A photo freezes the moment. Video allows you to tell something else, to go further and to hold the viewer longer. We have more time to convey a message.

How do you describe working with photographer Jürgen Teller?

He is my Helmut Newton, but I can understand the relationship Yves Saint Laurent may have had with Helmut Newton at the time. Newton twisted this very glamorous and very feminine side that Saint Laurent had. Jürgen is more anchored in reality making his images much more contemporary.

For me, Helmut spent more time creating an image that also corresponded to his era. Jürgen is more in the present moment and is interested in the raw side of things. He says “it works” or “it doesn’t work.” In the end, we end up shooting less. We don’t make the models pose for hours. It’s more of a portrait in a moment.

In both cases, there is empowerment that is given to the sitter whether they’re clothed or not.

Yes, we don’t see them as naked. I think of Charlotte Rampling on the piano, for example.

SAINT LAURENT

Do you imagine a narrative for your fashion shows?

I spend a lot of time thinking about the show, its beginning, middle and end. What music corresponds to which part? What lighting goes with which girl? I like creating this story that ultimately lasts, what, seven or eight minutes? More than clothes, what’s important is to create an emotion. I like it when people cry. It happens sometimes after a fashion show and it makes me happy because they feel like they have touched something that is beyond a piece of clothing. I like to play with memories, with emotions. I’m quite nostalgic. When a moment ends, I tell myself that it is something that will never come back. I feel as if I could have done more or better, that I could have taken better advantage of the situation. My problem is I don’t often think about enjoying the moment and time goes by so quickly.

Where do you watch your films? Are you more of a movie theatergoer or a home cinema enthusiast?

Definitely, home cinema.

Do you prefer black-and-white or color movies?

Color.

Are you more of a Fellini La Dolce Vita fan or an Antonioni Blow-Up admirer?

Blow-Up.

Do you sing along to Jacques Demy’s The Umbrellas of Cherbourg or contemplate Jean-Luc Godard’s Contempt?

I can’t choose because The Umbrellas of Cherbourg reminds me of my mother and it makes me cry every time. And Contempt is simply perfect. So, both.

# # # # #

Your instructions: Pick up the interview excerpt on fashion, film and photography after its final line and continue it.

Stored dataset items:
# # # # #

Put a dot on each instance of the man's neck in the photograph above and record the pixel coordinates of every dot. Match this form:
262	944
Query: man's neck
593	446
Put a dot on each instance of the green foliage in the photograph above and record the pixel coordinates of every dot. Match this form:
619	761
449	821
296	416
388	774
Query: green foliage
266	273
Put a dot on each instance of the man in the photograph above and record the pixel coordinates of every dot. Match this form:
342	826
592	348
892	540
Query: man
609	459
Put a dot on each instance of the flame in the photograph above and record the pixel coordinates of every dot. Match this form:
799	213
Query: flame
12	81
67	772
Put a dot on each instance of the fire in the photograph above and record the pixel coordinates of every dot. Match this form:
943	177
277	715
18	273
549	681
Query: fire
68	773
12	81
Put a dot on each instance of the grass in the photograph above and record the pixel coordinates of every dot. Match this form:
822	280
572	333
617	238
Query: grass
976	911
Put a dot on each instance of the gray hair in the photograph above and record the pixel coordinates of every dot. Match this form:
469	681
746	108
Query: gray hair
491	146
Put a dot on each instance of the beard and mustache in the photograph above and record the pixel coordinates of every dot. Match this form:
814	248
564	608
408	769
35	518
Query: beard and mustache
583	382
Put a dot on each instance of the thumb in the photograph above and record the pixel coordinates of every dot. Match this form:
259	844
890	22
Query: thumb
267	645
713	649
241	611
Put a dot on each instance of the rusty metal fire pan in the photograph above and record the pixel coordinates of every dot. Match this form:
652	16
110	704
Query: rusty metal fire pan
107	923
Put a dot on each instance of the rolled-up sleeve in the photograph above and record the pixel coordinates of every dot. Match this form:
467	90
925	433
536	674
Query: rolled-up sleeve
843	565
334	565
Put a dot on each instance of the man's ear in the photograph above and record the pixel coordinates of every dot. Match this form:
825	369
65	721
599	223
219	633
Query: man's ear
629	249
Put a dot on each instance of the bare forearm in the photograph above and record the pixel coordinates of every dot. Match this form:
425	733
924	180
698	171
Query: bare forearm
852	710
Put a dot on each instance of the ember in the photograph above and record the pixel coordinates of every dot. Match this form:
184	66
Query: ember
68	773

# # # # #

Response to this exercise:
You spend a lot of time in Los Angeles.

Yes, I’m there quite often. What I like about Los Angeles is the flight, the distance, being completely disconnected. The weather, the way of living, the possibility to be with my family and be very isolated. You have to know the city, and I was lucky to have been introduced by people who were born there. It’s a quality of life that suits me. Living with a natural rhythm, getting up when the sun rises and going to bed when it sets allows me to be more relaxed. When we return to Paris, my son always asks, “Where is the sun?” (Laughs)

SAINT LAURENT

This year alone, Saint Laurent Productions is presenting three film projects that have been selected for the Cannes Film Festival. How does it feel to see your name on the roster: “Saint Laurent by Anthony Vaccarello presents”?

It was moving when I first saw it last year in Cannes. For Almodóvar’s Strange Way of Life, my name appeared just after Pedro Almodóvar. It’s like a childhood dream come true. It makes me believe that anything is achievable. It’s great to say to yourself that it’s possible to do what you want at a very demanding level.

Once you have realized your dream, what happens next?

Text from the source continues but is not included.